§ To do: Retype everything in the listing from its first line down through the line containing "Now the corrugated", including both ends, and leave the pictures out.

§ Dataset rows:
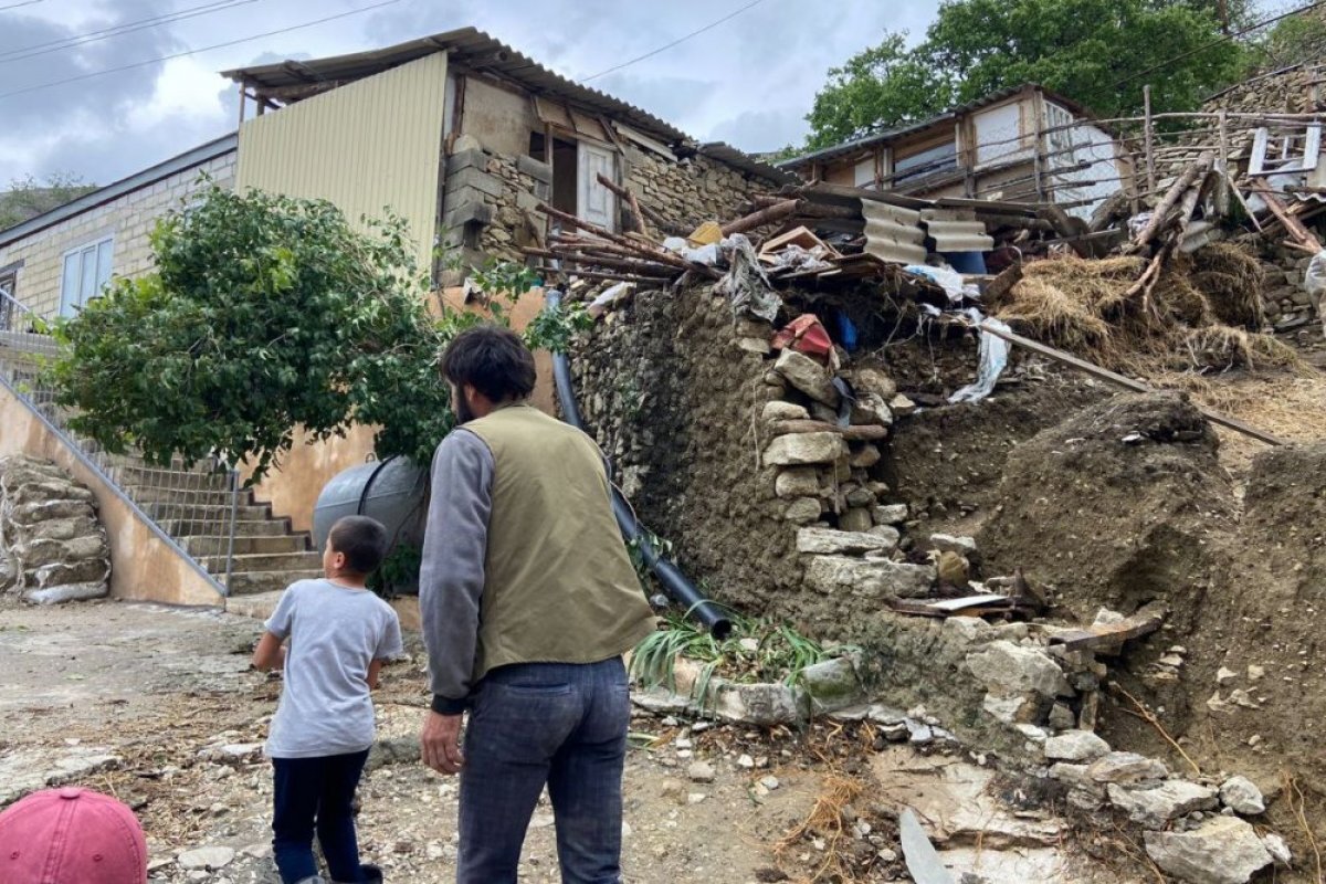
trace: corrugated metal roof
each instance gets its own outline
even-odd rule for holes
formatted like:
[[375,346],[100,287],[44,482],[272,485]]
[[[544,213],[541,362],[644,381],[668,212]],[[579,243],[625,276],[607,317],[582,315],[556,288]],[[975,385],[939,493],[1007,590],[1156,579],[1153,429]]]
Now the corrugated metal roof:
[[1077,117],[1083,117],[1083,118],[1093,117],[1093,114],[1087,111],[1086,107],[1073,101],[1071,98],[1067,98],[1066,95],[1050,91],[1049,89],[1041,86],[1040,83],[1022,83],[1021,86],[1009,86],[1006,89],[1000,89],[998,91],[992,91],[991,94],[983,98],[977,98],[976,101],[968,102],[965,105],[959,105],[957,107],[951,107],[949,110],[945,110],[943,114],[931,117],[928,119],[922,119],[915,123],[906,123],[903,126],[895,126],[892,129],[886,129],[874,133],[871,135],[863,135],[862,138],[854,138],[853,140],[842,142],[841,144],[833,144],[831,147],[823,147],[821,150],[812,151],[809,154],[802,154],[801,156],[794,156],[792,159],[782,160],[781,163],[778,163],[778,168],[790,170],[790,168],[797,168],[800,166],[805,166],[806,163],[810,162],[837,159],[839,156],[846,156],[847,154],[855,150],[861,150],[862,147],[871,147],[874,144],[891,142],[896,138],[903,138],[904,135],[914,135],[919,131],[930,129],[931,126],[937,126],[939,123],[953,121],[957,117],[961,117],[963,114],[969,114],[973,110],[980,110],[981,107],[996,105],[1001,101],[1012,98],[1024,89],[1034,89],[1040,91],[1050,101],[1063,105],[1069,111],[1071,111]]
[[351,80],[362,80],[389,68],[414,61],[435,52],[447,52],[452,61],[473,70],[492,72],[513,80],[545,95],[572,101],[607,114],[621,122],[642,129],[671,142],[691,142],[680,129],[654,114],[614,98],[589,86],[582,86],[544,68],[533,58],[516,52],[477,28],[447,30],[418,40],[410,40],[385,49],[358,52],[346,56],[313,58],[309,61],[282,61],[272,65],[236,68],[221,72],[236,82],[243,82],[259,93],[282,101],[298,101],[318,91],[333,89]]
[[920,213],[926,233],[935,240],[936,252],[989,252],[994,237],[975,215],[951,209],[924,209]]
[[58,205],[49,212],[30,217],[23,224],[16,224],[5,231],[0,231],[0,247],[9,245],[25,236],[32,236],[38,231],[44,231],[53,224],[58,224],[65,219],[73,217],[80,212],[86,212],[88,209],[97,208],[103,203],[109,203],[114,199],[123,196],[125,193],[131,193],[133,191],[141,190],[149,184],[159,182],[163,178],[170,178],[176,172],[182,172],[191,166],[200,166],[210,159],[215,159],[221,154],[227,154],[236,148],[239,143],[236,135],[231,133],[229,135],[223,135],[216,140],[200,144],[194,150],[184,151],[178,156],[172,156],[162,163],[156,163],[141,172],[134,172],[129,178],[122,178],[114,184],[107,184],[106,187],[98,188],[91,193],[84,193],[76,200],[70,200],[64,205]]
[[916,209],[861,200],[866,219],[866,252],[891,264],[924,264],[926,232]]
[[709,156],[721,163],[727,163],[728,166],[741,170],[743,172],[758,175],[760,178],[768,178],[769,180],[780,184],[794,184],[801,180],[792,172],[784,171],[777,166],[770,166],[762,159],[757,159],[751,154],[743,152],[725,142],[708,142],[707,144],[700,144],[699,152],[703,156]]

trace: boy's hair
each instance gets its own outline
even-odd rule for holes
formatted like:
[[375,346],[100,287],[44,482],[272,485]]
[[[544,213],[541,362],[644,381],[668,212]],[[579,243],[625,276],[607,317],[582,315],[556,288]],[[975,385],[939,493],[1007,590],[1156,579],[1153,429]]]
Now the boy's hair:
[[386,526],[367,516],[345,516],[328,534],[333,551],[345,555],[345,567],[355,574],[373,574],[387,557],[391,545]]
[[528,399],[534,391],[534,354],[511,329],[475,326],[456,335],[442,354],[442,376],[472,386],[492,402]]

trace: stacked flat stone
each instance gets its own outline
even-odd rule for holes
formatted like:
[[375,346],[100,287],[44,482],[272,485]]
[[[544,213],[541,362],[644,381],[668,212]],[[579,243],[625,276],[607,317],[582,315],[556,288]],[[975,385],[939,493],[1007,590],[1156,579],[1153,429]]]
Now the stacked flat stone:
[[0,591],[52,604],[101,598],[109,580],[93,493],[49,461],[0,457]]

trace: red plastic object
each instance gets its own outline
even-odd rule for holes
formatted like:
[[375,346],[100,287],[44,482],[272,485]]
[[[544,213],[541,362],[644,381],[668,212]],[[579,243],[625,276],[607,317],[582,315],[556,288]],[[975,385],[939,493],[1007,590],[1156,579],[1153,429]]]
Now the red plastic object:
[[774,350],[792,347],[797,353],[814,357],[821,362],[829,362],[833,358],[833,339],[829,337],[829,330],[813,313],[802,313],[782,326],[774,333],[770,343]]

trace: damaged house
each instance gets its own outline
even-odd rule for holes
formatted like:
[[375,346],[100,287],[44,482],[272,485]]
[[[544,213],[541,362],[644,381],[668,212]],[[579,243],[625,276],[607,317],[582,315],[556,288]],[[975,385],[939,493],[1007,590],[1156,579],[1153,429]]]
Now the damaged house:
[[907,196],[1053,203],[1082,219],[1131,178],[1126,151],[1103,123],[1036,83],[780,167],[813,183]]

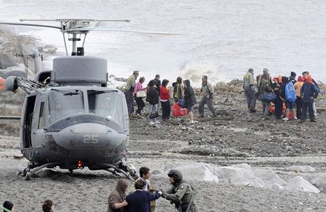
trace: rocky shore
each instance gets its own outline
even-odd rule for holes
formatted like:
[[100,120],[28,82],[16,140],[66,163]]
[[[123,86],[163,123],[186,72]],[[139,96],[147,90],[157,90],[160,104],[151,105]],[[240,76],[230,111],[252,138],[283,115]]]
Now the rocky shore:
[[[147,166],[154,171],[152,184],[163,189],[169,187],[166,170],[180,165],[189,165],[189,170],[195,167],[185,178],[195,186],[200,211],[324,211],[325,185],[318,184],[317,179],[326,174],[326,113],[319,112],[315,123],[285,123],[273,118],[263,120],[259,110],[256,113],[247,111],[240,84],[240,81],[217,84],[213,99],[218,118],[200,118],[195,107],[195,118],[198,121],[195,124],[189,123],[187,117],[172,117],[168,122],[150,125],[147,106],[145,118],[130,121],[128,162],[137,168]],[[325,91],[325,86],[322,89]],[[0,98],[6,106],[1,113],[7,113],[11,106],[11,114],[19,113],[19,107],[13,106],[21,104],[23,93],[13,96],[1,92]],[[325,96],[320,96],[316,104],[325,108]],[[257,108],[259,106],[258,103]],[[210,115],[208,110],[205,113]],[[18,126],[17,121],[1,121],[0,124],[1,201],[11,199],[22,211],[39,211],[40,203],[45,199],[55,202],[56,211],[106,210],[107,196],[118,180],[106,172],[84,169],[72,177],[67,170],[56,169],[30,182],[16,176],[16,166],[27,162],[20,157]],[[203,165],[197,167],[198,162]],[[230,167],[243,163],[247,164],[243,170]],[[300,168],[290,169],[293,165]],[[304,165],[313,169],[305,172],[302,169]],[[207,166],[213,168],[207,169]],[[235,172],[221,175],[225,173],[222,172],[225,169]],[[245,180],[257,178],[258,174],[254,173],[262,172],[259,170],[272,172],[272,176],[278,176],[288,186],[268,187],[266,179],[262,184]],[[207,174],[215,180],[208,180],[210,178]],[[296,177],[302,177],[321,193],[288,189]],[[264,177],[259,175],[257,182],[262,179]],[[157,211],[173,210],[169,202],[158,200]]]

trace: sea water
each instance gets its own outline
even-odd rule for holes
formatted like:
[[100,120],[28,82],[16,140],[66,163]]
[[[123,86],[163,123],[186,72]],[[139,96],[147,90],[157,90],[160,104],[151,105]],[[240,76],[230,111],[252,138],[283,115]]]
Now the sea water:
[[[177,35],[91,32],[86,55],[108,60],[110,74],[125,77],[140,71],[147,79],[160,74],[200,84],[241,79],[268,68],[272,76],[308,70],[326,82],[326,1],[264,0],[0,0],[0,21],[19,18],[130,19],[99,23],[113,28],[164,31]],[[39,23],[57,25],[57,23]],[[94,24],[95,25],[95,24]],[[55,29],[31,28],[44,43],[64,55]],[[79,45],[82,45],[81,43]],[[50,66],[50,62],[47,63]]]

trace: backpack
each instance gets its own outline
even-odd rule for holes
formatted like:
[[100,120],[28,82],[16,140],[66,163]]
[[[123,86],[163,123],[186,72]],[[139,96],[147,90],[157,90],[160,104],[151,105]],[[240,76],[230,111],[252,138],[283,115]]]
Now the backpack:
[[296,91],[294,88],[294,84],[292,82],[288,82],[285,89],[286,100],[290,102],[295,102],[296,99]]
[[261,88],[262,93],[271,92],[273,91],[270,81],[264,78],[262,79]]

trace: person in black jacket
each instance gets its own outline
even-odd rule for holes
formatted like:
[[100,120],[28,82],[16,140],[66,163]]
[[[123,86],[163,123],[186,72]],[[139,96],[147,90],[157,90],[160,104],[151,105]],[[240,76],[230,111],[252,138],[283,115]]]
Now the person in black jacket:
[[184,99],[187,106],[188,114],[189,116],[190,123],[196,123],[193,121],[193,106],[196,104],[196,96],[193,87],[190,85],[189,79],[184,81]]
[[159,92],[157,91],[154,79],[148,83],[148,91],[146,101],[150,103],[150,124],[159,123]]
[[149,191],[144,191],[145,182],[138,180],[135,183],[135,189],[136,191],[129,194],[125,197],[125,200],[128,203],[128,212],[150,212],[151,201],[154,201],[162,196],[162,192],[159,191],[155,193],[150,193]]
[[283,114],[283,100],[281,98],[282,86],[279,78],[275,77],[274,82],[271,84],[271,87],[273,88],[274,94],[276,94],[276,99],[274,101],[275,105],[275,118],[281,119]]
[[173,99],[174,99],[175,103],[178,102],[179,99],[182,99],[181,84],[182,78],[181,77],[178,77],[176,78],[176,82],[172,83]]
[[300,92],[302,99],[302,114],[300,123],[305,122],[307,118],[307,109],[309,111],[309,118],[311,122],[316,122],[313,113],[313,103],[318,96],[319,89],[313,82],[311,75],[305,76],[305,83],[301,87]]

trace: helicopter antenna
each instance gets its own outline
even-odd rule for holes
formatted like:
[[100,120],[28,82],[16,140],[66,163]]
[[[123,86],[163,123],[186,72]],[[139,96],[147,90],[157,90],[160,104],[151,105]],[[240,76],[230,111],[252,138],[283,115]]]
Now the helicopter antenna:
[[[72,38],[68,38],[68,40],[72,42],[72,56],[74,55],[84,55],[84,50],[82,52],[77,52],[77,42],[80,41],[81,38],[77,38],[77,35],[84,34],[84,40],[82,48],[85,44],[86,35],[89,30],[79,30],[79,28],[89,27],[91,22],[130,22],[130,20],[95,20],[95,19],[74,19],[74,18],[60,18],[60,19],[19,19],[21,21],[59,21],[61,24],[61,32],[62,33],[63,40],[64,43],[64,49],[66,55],[68,56],[68,50],[67,48],[65,33],[69,35],[72,34]],[[36,26],[36,25],[34,25]]]
[[[169,33],[164,32],[151,32],[151,31],[138,31],[133,30],[121,30],[121,29],[113,29],[108,28],[101,27],[92,27],[90,26],[91,22],[130,22],[129,19],[124,20],[96,20],[96,19],[87,19],[87,18],[60,18],[60,19],[19,19],[21,21],[56,21],[60,22],[61,26],[54,26],[49,25],[40,25],[34,23],[3,23],[0,22],[0,24],[7,25],[18,25],[18,26],[35,26],[35,27],[47,27],[52,28],[60,29],[62,33],[62,36],[64,43],[64,49],[66,55],[68,56],[68,50],[67,48],[66,37],[65,34],[68,35],[68,40],[72,42],[72,56],[84,55],[84,45],[85,44],[86,36],[89,31],[111,31],[111,32],[124,32],[124,33],[142,33],[142,34],[150,34],[150,35],[179,35],[180,34]],[[82,48],[77,48],[77,41],[82,40],[81,35],[84,35],[84,40]],[[69,37],[69,35],[72,35],[72,38]],[[79,37],[77,37],[79,35]]]

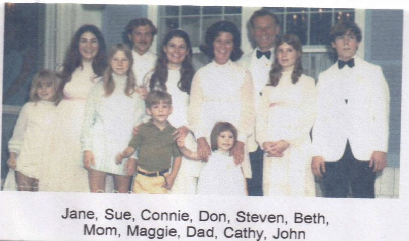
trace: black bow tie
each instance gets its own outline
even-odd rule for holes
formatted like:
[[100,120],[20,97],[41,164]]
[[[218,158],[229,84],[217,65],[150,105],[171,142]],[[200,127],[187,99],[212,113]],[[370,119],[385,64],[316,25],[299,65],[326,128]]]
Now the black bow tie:
[[271,50],[269,50],[266,52],[262,52],[261,50],[257,50],[256,55],[257,57],[257,59],[260,59],[263,55],[265,55],[265,57],[268,59],[270,59],[270,58],[271,57]]
[[351,59],[347,62],[343,61],[340,59],[338,60],[338,67],[339,68],[339,69],[344,68],[344,66],[345,66],[346,64],[350,68],[352,68],[355,66],[355,63],[354,61],[354,59]]

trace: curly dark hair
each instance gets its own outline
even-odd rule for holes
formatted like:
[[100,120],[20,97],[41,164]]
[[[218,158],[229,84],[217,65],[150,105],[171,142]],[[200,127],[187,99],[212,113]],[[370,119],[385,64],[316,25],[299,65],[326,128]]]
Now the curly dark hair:
[[155,36],[158,32],[158,30],[155,25],[152,23],[152,21],[146,18],[135,18],[129,21],[126,27],[125,27],[125,31],[128,34],[131,34],[132,31],[133,29],[137,28],[140,26],[146,26],[148,25],[151,27],[152,30],[152,35]]
[[271,70],[270,71],[270,81],[267,85],[277,86],[279,84],[280,78],[282,75],[283,67],[280,65],[277,60],[277,51],[279,47],[285,43],[291,46],[296,51],[300,53],[299,56],[295,61],[294,70],[291,74],[291,80],[293,84],[296,83],[302,74],[302,63],[301,61],[302,43],[296,35],[292,33],[285,34],[279,37],[276,42],[276,46],[274,47],[274,62],[271,65]]
[[331,31],[329,32],[330,42],[334,42],[336,37],[342,36],[349,31],[351,31],[355,34],[357,41],[360,42],[362,40],[361,29],[356,23],[349,21],[340,21],[331,28]]
[[243,54],[243,52],[240,49],[242,43],[240,32],[235,24],[229,21],[216,22],[207,29],[204,36],[205,44],[200,46],[200,50],[210,58],[214,58],[215,54],[213,42],[222,32],[228,32],[233,35],[234,46],[230,56],[230,59],[233,61],[237,60]]
[[107,55],[106,53],[105,41],[104,40],[101,31],[95,25],[86,24],[77,30],[70,44],[70,48],[67,52],[65,59],[63,64],[62,70],[58,74],[58,77],[62,81],[61,89],[63,89],[65,84],[71,80],[71,74],[79,66],[82,67],[82,61],[79,45],[81,35],[89,32],[94,34],[98,39],[98,53],[92,61],[92,69],[94,73],[98,76],[102,76],[104,71],[107,67]]
[[155,66],[155,72],[152,75],[149,82],[149,88],[152,91],[154,90],[155,87],[158,87],[163,91],[167,91],[166,82],[167,81],[167,64],[169,61],[166,57],[166,54],[163,50],[163,48],[167,45],[169,41],[174,37],[182,38],[186,44],[188,54],[182,62],[182,67],[179,70],[181,77],[180,79],[178,82],[178,87],[181,91],[190,94],[192,79],[193,78],[193,75],[194,75],[194,69],[192,65],[192,58],[193,54],[189,35],[186,32],[181,29],[173,30],[165,36],[163,42],[162,43],[162,48],[160,49],[159,57]]
[[219,147],[217,145],[217,137],[220,133],[226,131],[230,131],[233,134],[234,142],[231,148],[232,149],[236,145],[238,134],[237,129],[234,126],[229,122],[217,122],[213,127],[213,129],[212,129],[210,134],[210,146],[212,151],[217,150]]

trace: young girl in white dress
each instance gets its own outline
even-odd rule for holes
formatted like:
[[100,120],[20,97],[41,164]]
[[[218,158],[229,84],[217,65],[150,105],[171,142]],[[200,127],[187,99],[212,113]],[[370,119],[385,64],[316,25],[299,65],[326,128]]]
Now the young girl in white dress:
[[[234,163],[230,152],[237,142],[237,130],[228,122],[218,122],[210,135],[212,155],[209,156],[199,176],[197,194],[247,196],[246,179],[242,166]],[[197,152],[184,145],[183,138],[178,145],[184,155],[198,160]]]
[[[54,125],[56,105],[62,97],[61,81],[51,70],[42,70],[33,78],[30,101],[23,106],[13,137],[9,142],[11,169],[7,179],[11,190],[38,191],[42,163],[50,142],[50,130]],[[15,171],[15,182],[13,178]],[[14,184],[14,185],[13,185]]]
[[[172,96],[173,112],[168,120],[177,128],[177,135],[186,136],[185,142],[192,149],[197,149],[187,121],[189,94],[194,74],[192,66],[193,52],[187,33],[174,29],[166,34],[155,69],[145,76],[144,86],[150,91],[160,90]],[[172,194],[194,195],[201,168],[200,162],[183,156],[178,176],[172,187]]]
[[89,24],[79,28],[57,73],[62,82],[64,98],[56,111],[58,125],[51,135],[50,151],[45,155],[47,167],[42,175],[47,178],[39,186],[40,191],[89,192],[80,136],[87,97],[100,80],[107,67],[106,59],[100,30]]
[[302,74],[302,48],[294,34],[279,38],[270,81],[263,90],[256,140],[265,153],[264,196],[315,195],[310,131],[316,91],[314,80]]
[[128,146],[133,127],[142,120],[145,103],[134,92],[132,54],[122,44],[108,53],[109,67],[103,81],[90,91],[81,141],[84,166],[88,170],[91,192],[105,191],[107,173],[114,174],[115,190],[129,190],[135,160],[130,158],[116,164],[117,154]]

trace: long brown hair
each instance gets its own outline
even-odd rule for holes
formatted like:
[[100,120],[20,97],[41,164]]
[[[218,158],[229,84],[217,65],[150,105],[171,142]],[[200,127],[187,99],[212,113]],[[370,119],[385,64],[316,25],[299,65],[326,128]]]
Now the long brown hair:
[[[132,57],[132,53],[129,48],[124,44],[117,44],[113,46],[110,49],[108,52],[108,62],[111,63],[111,61],[118,51],[123,51],[125,56],[128,59],[129,66],[126,73],[126,86],[125,88],[125,94],[131,97],[131,95],[133,93],[135,88],[135,76],[133,71],[132,71],[132,66],[133,64],[133,58]],[[103,76],[103,85],[104,90],[105,91],[105,96],[109,96],[114,92],[115,89],[115,83],[112,78],[112,68],[110,64],[109,67],[107,68]]]
[[302,74],[302,63],[301,61],[302,43],[297,35],[292,33],[285,34],[279,37],[276,42],[276,46],[274,47],[274,62],[271,66],[271,70],[270,70],[270,81],[267,84],[268,86],[277,86],[282,75],[283,67],[280,65],[277,60],[277,51],[279,47],[285,43],[294,48],[294,49],[299,53],[299,56],[295,61],[294,70],[291,74],[293,84],[296,83]]
[[98,76],[102,76],[104,70],[107,67],[107,56],[105,53],[105,42],[100,30],[95,26],[86,24],[77,30],[70,44],[70,48],[67,52],[65,59],[63,64],[62,71],[58,74],[62,81],[61,90],[69,81],[71,80],[71,75],[75,69],[82,65],[82,57],[80,53],[79,43],[81,35],[85,32],[89,32],[94,34],[98,39],[98,53],[92,61],[92,69],[94,73]]
[[219,21],[212,24],[207,30],[204,35],[204,44],[201,45],[199,48],[209,58],[214,58],[214,46],[213,42],[220,35],[221,32],[228,32],[233,36],[233,50],[230,55],[230,59],[235,61],[242,57],[243,52],[240,48],[242,39],[240,37],[240,31],[233,23],[229,21]]
[[180,79],[178,82],[178,87],[181,91],[190,93],[190,87],[192,84],[192,79],[194,75],[194,69],[192,65],[192,58],[193,51],[192,45],[189,35],[186,32],[181,29],[174,29],[165,36],[163,42],[162,43],[162,48],[160,48],[160,53],[156,64],[155,66],[155,72],[151,77],[149,82],[149,88],[151,91],[153,90],[155,87],[159,87],[163,91],[166,91],[166,82],[167,81],[168,70],[167,64],[169,60],[166,57],[166,54],[163,48],[167,45],[169,41],[174,37],[180,37],[186,44],[188,50],[188,54],[182,62],[182,67],[179,70],[180,72]]

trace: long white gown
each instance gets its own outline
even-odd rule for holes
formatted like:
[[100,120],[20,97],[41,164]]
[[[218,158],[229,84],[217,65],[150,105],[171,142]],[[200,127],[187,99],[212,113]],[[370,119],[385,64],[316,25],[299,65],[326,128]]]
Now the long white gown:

§ The output:
trace: corrugated metal roof
each instance gets its own outline
even-odd rule for holes
formatted like:
[[375,346],[100,287],[44,482],[272,485]]
[[[544,213],[541,362],[644,381],[668,212]],[[579,243],[625,276],[607,317],[582,315],[556,288]],[[975,385],[939,493],[1007,590],[1156,579],[1153,429]]]
Now the corrugated metal roof:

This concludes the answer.